Excerpted passage:
19.5" to start the trip.  Great!
Same fish as above.  Looks bigger here, eh?
Different fish than above, but just a bit downstream.  Twenty minutes into the trip.

I forgot how much fun smallies are.  They pull like hell, corking out 8-weights, eat topwater bugs like the dickens and love that warm water.  For a summertime fish, they're pretty rad.  I'm looking into my smallmouth locals out here.

Top.  Water.
Mahoney Thumbs-Up of Approval.

More.  Top.  Water.

Ate it good.
One last story.  We had pretty damn good fishing, but like any place you go, it'll slow down from time to time.  From what I've gathered, the gear and bait guys can really clean up on this river.  Case in point, on our final morning, while waiting on Drew to finish running the shuttle, I watched as a party barge (the river is pretty wide and slow) made its way up the middle of the river and then cut its engine directly in front of the boat launch.  Now I've heard of 'take-out fish', but rarely do I hear of boat launches being a fishing spot that one might target, or seek out.  Nevertheless, the captain of this vessel thought it to be a fine spot.

What is expected:
From the sentence in the smallmouth fishing excerpt that begins "They pull like hell," list each thing it says smallies do.

Provided material:
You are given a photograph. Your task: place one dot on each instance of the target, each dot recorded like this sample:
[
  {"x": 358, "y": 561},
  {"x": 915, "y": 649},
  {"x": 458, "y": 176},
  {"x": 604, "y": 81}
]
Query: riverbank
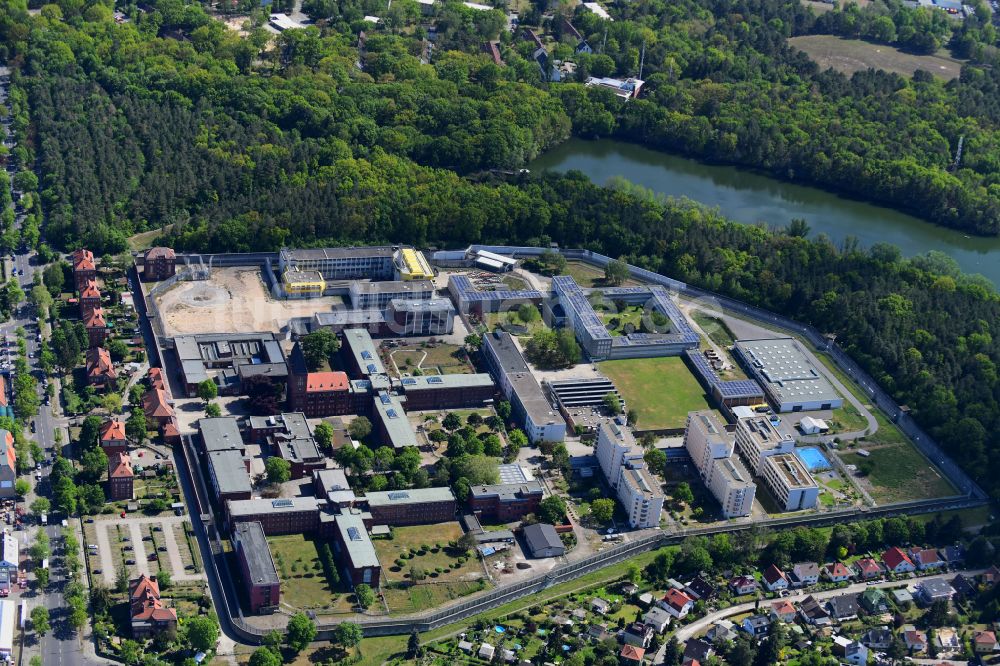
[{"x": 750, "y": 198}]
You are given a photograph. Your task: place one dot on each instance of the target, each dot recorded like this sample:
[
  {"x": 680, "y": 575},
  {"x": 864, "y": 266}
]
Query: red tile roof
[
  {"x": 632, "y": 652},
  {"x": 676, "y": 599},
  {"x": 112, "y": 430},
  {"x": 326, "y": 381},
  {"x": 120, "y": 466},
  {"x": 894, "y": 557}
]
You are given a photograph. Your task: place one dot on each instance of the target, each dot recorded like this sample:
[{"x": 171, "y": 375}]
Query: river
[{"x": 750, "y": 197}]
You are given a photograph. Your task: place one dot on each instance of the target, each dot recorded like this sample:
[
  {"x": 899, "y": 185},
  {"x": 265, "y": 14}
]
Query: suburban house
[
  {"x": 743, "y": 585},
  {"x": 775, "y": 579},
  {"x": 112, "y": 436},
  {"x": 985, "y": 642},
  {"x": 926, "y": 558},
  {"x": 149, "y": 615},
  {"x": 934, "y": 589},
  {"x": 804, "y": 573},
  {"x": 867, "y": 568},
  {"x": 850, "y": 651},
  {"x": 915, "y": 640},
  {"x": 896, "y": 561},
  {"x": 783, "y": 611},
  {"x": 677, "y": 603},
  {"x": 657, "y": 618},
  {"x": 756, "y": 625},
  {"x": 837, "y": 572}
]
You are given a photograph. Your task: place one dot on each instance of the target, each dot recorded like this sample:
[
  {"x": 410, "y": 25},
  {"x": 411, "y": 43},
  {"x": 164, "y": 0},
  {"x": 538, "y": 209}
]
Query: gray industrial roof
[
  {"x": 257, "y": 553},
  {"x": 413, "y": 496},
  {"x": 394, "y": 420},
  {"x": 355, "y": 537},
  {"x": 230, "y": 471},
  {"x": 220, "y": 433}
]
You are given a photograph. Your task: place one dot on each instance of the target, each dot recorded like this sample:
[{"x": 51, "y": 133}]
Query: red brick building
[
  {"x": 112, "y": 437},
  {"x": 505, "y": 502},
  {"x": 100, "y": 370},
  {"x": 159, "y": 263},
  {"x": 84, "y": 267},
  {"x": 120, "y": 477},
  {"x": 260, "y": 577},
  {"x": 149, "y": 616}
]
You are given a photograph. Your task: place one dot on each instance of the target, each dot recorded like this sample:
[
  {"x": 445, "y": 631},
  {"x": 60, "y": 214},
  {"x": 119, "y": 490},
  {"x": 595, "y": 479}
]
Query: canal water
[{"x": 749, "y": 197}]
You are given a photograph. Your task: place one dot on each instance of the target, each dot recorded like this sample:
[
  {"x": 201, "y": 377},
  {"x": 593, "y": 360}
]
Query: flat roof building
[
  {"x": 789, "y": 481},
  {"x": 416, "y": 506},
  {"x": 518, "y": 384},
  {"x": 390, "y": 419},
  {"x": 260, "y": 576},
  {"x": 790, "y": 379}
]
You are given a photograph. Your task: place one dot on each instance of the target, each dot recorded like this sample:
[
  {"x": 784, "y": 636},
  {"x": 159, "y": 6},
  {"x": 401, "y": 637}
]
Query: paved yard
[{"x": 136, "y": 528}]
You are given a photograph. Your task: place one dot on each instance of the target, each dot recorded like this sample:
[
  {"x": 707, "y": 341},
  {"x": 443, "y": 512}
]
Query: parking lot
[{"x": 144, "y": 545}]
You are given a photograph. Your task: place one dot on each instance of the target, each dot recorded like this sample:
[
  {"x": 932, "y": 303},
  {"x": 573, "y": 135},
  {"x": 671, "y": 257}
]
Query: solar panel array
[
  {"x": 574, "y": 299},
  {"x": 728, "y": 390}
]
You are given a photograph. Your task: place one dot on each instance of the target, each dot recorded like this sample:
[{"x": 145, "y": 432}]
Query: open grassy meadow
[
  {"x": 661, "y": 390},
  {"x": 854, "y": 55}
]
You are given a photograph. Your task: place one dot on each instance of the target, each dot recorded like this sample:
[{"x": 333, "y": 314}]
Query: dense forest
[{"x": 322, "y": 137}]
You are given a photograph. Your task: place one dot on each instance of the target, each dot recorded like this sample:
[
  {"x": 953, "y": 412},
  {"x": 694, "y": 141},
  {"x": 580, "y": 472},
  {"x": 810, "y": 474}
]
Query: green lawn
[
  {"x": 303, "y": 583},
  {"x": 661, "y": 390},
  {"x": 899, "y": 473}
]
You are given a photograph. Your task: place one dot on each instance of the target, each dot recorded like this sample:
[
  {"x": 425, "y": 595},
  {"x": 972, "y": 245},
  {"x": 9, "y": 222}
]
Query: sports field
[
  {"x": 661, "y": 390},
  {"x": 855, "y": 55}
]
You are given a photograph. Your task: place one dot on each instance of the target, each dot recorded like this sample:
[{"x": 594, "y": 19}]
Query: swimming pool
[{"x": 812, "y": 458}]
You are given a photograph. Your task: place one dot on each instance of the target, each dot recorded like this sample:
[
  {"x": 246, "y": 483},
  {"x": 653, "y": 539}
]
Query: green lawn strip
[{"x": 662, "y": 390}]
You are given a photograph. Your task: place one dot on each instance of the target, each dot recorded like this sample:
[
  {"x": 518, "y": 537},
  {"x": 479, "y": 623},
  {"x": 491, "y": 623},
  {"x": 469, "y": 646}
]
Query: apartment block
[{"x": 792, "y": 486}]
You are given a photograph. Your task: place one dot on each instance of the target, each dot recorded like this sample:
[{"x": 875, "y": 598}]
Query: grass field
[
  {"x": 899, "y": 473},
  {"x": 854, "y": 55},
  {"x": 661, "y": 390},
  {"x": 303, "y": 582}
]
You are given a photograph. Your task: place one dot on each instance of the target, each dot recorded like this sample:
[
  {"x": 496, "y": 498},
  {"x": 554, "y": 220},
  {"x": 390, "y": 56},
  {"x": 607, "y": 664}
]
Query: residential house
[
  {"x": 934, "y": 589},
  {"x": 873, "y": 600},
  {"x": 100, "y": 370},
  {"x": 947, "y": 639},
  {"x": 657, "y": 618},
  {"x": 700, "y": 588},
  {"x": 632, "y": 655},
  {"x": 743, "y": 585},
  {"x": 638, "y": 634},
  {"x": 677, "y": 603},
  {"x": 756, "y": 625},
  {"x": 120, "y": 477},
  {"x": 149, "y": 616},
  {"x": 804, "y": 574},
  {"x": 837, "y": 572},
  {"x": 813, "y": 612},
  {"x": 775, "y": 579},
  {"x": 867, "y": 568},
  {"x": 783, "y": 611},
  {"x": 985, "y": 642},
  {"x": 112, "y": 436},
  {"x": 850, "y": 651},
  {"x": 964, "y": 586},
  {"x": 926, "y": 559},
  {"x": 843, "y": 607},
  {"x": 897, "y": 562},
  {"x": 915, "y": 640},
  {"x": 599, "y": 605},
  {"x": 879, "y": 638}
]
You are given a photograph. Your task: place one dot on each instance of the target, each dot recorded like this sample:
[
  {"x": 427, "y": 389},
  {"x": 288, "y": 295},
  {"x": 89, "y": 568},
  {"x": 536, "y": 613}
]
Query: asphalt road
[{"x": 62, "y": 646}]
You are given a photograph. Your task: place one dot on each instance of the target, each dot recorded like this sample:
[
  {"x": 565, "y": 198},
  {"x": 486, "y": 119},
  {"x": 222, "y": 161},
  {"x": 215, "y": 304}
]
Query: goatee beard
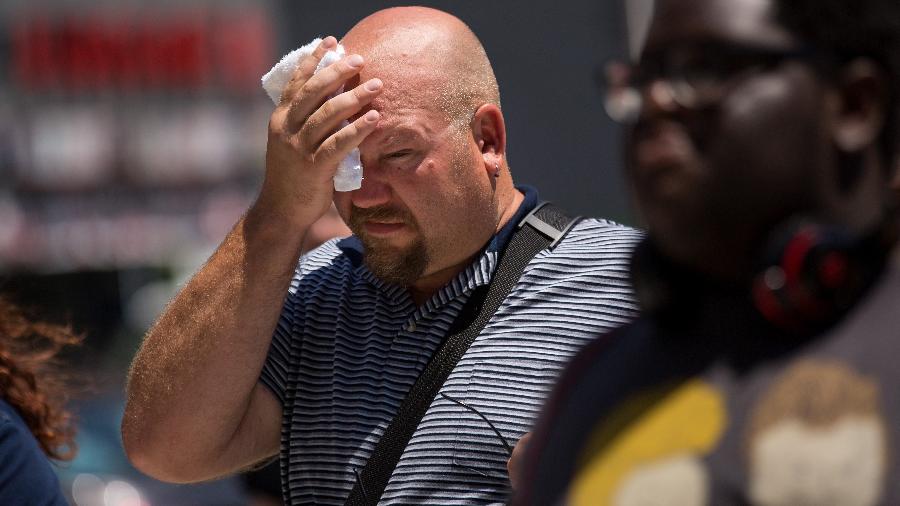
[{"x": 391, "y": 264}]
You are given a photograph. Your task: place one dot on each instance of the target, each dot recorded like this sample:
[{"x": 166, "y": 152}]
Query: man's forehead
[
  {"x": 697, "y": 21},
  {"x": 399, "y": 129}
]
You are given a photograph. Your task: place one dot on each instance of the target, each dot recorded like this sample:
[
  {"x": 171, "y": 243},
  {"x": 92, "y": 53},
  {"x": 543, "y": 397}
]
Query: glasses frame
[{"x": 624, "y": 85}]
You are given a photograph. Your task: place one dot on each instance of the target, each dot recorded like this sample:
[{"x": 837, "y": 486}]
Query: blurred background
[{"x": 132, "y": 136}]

Task output:
- Pull like hell
- Cork out 8-weights
- Eat topwater bugs like the dickens
- Love warm water